-- START OF RECORDS FOR THIS EXERCISE --

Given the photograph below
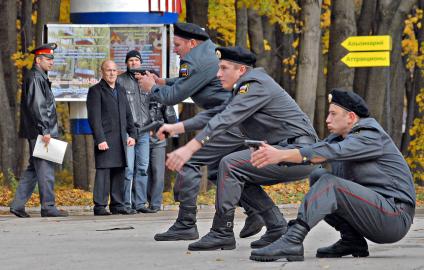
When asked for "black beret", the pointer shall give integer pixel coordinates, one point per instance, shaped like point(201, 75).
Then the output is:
point(45, 50)
point(236, 54)
point(190, 31)
point(350, 101)
point(133, 53)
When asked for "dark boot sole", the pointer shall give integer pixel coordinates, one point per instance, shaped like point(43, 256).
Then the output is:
point(176, 237)
point(227, 247)
point(263, 258)
point(354, 254)
point(245, 235)
point(256, 246)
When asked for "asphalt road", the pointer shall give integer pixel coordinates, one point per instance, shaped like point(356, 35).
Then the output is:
point(82, 241)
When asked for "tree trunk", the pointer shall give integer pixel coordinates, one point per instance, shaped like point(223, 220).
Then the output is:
point(48, 12)
point(413, 89)
point(307, 72)
point(366, 25)
point(321, 99)
point(241, 25)
point(285, 51)
point(343, 25)
point(381, 80)
point(256, 36)
point(7, 131)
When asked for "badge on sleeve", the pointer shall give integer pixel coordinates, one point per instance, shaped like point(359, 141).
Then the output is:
point(184, 70)
point(243, 89)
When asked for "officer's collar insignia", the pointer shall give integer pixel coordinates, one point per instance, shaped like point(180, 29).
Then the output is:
point(218, 54)
point(184, 70)
point(243, 89)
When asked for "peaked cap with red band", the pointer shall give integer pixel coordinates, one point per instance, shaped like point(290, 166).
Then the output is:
point(45, 50)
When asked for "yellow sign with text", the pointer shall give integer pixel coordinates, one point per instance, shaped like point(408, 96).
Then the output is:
point(367, 59)
point(368, 43)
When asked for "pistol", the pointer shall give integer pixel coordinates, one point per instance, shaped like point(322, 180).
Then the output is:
point(142, 71)
point(253, 144)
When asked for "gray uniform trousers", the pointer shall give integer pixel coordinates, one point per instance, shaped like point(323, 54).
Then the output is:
point(109, 181)
point(379, 219)
point(38, 171)
point(156, 172)
point(237, 175)
point(187, 183)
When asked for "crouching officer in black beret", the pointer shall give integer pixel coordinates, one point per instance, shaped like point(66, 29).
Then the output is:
point(38, 117)
point(197, 79)
point(263, 111)
point(368, 194)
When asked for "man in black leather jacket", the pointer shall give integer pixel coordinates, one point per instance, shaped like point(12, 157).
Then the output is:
point(38, 118)
point(135, 185)
point(161, 114)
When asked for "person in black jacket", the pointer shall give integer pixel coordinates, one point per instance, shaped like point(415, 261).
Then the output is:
point(110, 118)
point(38, 117)
point(161, 114)
point(135, 185)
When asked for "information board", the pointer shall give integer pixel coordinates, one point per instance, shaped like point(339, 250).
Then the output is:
point(82, 48)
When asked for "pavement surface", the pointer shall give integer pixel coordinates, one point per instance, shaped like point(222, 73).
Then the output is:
point(82, 241)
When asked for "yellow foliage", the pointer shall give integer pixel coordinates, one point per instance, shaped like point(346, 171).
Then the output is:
point(34, 17)
point(415, 158)
point(65, 11)
point(267, 46)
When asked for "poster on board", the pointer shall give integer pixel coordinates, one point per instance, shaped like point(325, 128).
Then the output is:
point(82, 48)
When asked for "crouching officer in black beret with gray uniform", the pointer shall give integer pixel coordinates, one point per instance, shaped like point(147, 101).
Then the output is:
point(369, 193)
point(197, 79)
point(38, 117)
point(263, 111)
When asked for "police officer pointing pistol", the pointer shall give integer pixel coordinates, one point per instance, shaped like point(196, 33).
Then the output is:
point(368, 194)
point(263, 111)
point(197, 79)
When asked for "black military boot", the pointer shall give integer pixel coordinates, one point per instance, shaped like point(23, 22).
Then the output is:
point(221, 235)
point(351, 244)
point(289, 246)
point(184, 228)
point(252, 225)
point(276, 226)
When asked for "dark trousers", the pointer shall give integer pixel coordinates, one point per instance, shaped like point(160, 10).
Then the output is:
point(41, 172)
point(156, 172)
point(238, 179)
point(187, 183)
point(379, 219)
point(107, 181)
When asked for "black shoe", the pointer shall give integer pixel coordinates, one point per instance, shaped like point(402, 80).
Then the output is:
point(289, 246)
point(154, 209)
point(221, 235)
point(102, 212)
point(19, 213)
point(175, 234)
point(123, 211)
point(252, 226)
point(213, 241)
point(356, 248)
point(144, 209)
point(54, 213)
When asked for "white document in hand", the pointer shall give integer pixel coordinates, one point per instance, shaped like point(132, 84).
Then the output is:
point(54, 151)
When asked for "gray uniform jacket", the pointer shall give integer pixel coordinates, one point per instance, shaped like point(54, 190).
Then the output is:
point(197, 79)
point(139, 102)
point(260, 108)
point(368, 157)
point(38, 108)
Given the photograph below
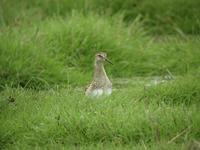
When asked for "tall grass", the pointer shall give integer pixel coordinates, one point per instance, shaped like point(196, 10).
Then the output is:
point(165, 16)
point(65, 117)
point(60, 50)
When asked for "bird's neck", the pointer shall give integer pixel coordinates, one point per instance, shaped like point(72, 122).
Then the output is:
point(99, 72)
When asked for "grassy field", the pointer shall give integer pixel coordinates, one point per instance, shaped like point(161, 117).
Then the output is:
point(46, 59)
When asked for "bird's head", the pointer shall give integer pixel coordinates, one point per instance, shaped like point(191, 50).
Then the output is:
point(102, 57)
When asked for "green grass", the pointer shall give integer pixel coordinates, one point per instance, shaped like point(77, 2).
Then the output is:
point(57, 51)
point(162, 16)
point(131, 116)
point(46, 59)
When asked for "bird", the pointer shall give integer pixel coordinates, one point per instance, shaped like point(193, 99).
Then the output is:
point(100, 85)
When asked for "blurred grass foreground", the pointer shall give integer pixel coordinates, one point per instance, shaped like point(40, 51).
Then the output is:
point(47, 51)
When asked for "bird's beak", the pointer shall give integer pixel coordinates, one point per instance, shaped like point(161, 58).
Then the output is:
point(108, 61)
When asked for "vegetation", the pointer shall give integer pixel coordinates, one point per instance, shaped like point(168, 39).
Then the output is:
point(46, 53)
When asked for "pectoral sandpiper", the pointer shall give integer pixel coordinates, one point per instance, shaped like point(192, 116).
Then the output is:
point(100, 85)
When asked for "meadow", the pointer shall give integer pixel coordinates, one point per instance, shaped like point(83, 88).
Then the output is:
point(46, 60)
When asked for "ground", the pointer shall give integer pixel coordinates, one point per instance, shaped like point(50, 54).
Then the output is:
point(47, 53)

-- END OF RECORDS FOR THIS EXERCISE --

* SHORT EXERCISE *
Arrange the rows from the very first line through the line containing "point(7, 131)" as a JSON list of strings, one string per line, skipping blank lines and leaving out the pictures.

* SOLUTION BELOW *
[
  "Given the photograph below",
  "When asked for \"black beret\", the pointer shall give integer pixel coordinates, one point per instance, shaped like point(201, 75).",
  "Then the output is:",
  "point(45, 50)",
  "point(236, 54)",
  "point(190, 31)",
  "point(350, 101)",
  "point(133, 53)",
  "When asked for \"dark boot sole\", the pointer shall give integer pixel coordinates, one point per instance, shaped like point(43, 256).",
  "Then the output is:",
  "point(176, 237)",
  "point(227, 247)",
  "point(263, 258)",
  "point(354, 254)",
  "point(245, 235)",
  "point(256, 246)",
  "When asked for \"asphalt road\", the pointer shall give integer pixel coordinates, one point per instance, shaped like point(356, 35).",
  "Then the output is:",
  "point(82, 241)",
  "When asked for \"tree trunk\", the pointer shall give integer pixel coordinates, one point per instance, shaped like point(223, 220).",
  "Then the output is:",
  "point(48, 12)",
  "point(413, 89)",
  "point(307, 72)",
  "point(366, 25)",
  "point(321, 99)",
  "point(241, 25)",
  "point(285, 51)",
  "point(343, 25)",
  "point(381, 80)",
  "point(256, 36)",
  "point(7, 131)"
]